## What is needed
Can you copy out every row below in full, requests and all, scaling each x and y coordinate in the answers by 2.3 and rounding to the nearest whole number, with halves going up?

[Rows from a pointing dataset]
************

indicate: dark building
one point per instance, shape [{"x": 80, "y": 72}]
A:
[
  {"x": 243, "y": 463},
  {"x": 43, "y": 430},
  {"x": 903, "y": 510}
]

************

## Finished exercise
indicate: dark building
one point per instance, shape [{"x": 80, "y": 72}]
A:
[
  {"x": 559, "y": 1065},
  {"x": 99, "y": 989},
  {"x": 2077, "y": 1173}
]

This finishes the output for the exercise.